• [提供データ]:
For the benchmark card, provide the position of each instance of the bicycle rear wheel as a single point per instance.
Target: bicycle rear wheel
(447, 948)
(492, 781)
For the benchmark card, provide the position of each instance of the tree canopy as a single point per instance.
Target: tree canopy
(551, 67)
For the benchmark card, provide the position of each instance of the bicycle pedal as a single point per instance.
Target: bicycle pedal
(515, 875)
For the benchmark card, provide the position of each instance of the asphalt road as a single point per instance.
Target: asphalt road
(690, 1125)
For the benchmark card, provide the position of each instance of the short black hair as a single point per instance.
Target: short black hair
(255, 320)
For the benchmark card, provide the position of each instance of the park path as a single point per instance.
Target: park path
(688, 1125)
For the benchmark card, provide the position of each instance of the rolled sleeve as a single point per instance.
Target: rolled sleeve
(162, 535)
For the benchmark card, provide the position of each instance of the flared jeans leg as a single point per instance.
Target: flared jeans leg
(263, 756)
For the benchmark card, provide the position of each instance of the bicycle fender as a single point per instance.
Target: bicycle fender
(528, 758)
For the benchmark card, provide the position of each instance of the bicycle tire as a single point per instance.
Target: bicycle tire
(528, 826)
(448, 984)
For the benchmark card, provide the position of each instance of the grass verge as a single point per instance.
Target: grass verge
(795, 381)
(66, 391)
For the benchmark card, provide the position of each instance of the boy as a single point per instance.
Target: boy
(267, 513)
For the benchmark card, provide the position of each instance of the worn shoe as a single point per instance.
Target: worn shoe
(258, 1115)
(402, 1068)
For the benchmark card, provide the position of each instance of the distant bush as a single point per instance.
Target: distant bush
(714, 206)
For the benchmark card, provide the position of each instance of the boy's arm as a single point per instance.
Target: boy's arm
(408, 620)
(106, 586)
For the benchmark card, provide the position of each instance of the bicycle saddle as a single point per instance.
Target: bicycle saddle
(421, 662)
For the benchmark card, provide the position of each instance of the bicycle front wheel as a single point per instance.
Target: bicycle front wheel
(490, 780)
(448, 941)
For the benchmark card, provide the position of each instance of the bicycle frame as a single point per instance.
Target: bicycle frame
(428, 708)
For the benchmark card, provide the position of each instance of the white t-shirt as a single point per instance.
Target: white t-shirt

• [作業内容]: エントリの冒頭から始まり「(690, 1125)」を含む行で終わる範囲の各行のみを、「Target」を「Object」に変え、ほかは一切変更せずに書き直してください。

• [演習の解答]:
For the benchmark card, provide the position of each instance of the bicycle rear wheel as a single point per instance.
Object: bicycle rear wheel
(447, 948)
(492, 781)
For the benchmark card, provide the position of each instance of the tree canopy as a single point per instance.
Object: tree canopy
(551, 67)
For the benchmark card, provide the position of each instance of the bicycle pedal as a single point per instance.
Object: bicycle pedal
(515, 875)
For the benchmark card, provide the position of each instance of the asphalt road as a single point per instance.
Object: asphalt road
(690, 1125)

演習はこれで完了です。